Segment Start: Task data

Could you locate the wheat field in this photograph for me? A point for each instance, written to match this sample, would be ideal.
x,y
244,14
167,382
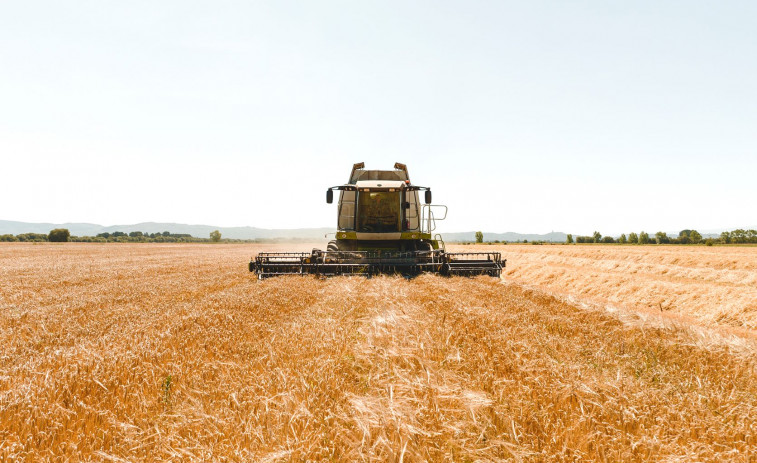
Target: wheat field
x,y
711,285
176,353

Segment End: Task data

Prompt:
Could the data above be copied out exactly, with no pictures kept?

Answer:
Could you locate the wheat field in this photograph for me? A point for each instance, written to match this sample, would be ideal.
x,y
244,14
167,382
Target: wheat field
x,y
711,285
176,353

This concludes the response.